* **Assigned task**: Could you give the entries again, exactly as written?
· · · ·
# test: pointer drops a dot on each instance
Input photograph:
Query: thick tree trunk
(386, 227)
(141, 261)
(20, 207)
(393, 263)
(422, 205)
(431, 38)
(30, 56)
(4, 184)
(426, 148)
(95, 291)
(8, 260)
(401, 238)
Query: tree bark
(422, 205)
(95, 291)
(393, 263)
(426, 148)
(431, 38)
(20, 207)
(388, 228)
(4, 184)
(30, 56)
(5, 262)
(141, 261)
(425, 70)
· · · ·
* **Task response**:
# test: pointer drops a dot on each instance
Input photograph:
Query: thick tree trunk
(386, 227)
(141, 261)
(20, 207)
(393, 263)
(422, 205)
(431, 38)
(30, 56)
(4, 184)
(426, 148)
(95, 291)
(8, 260)
(401, 238)
Query: tree bark
(422, 205)
(95, 291)
(393, 263)
(426, 148)
(431, 38)
(20, 207)
(388, 228)
(4, 184)
(30, 56)
(5, 262)
(141, 261)
(425, 70)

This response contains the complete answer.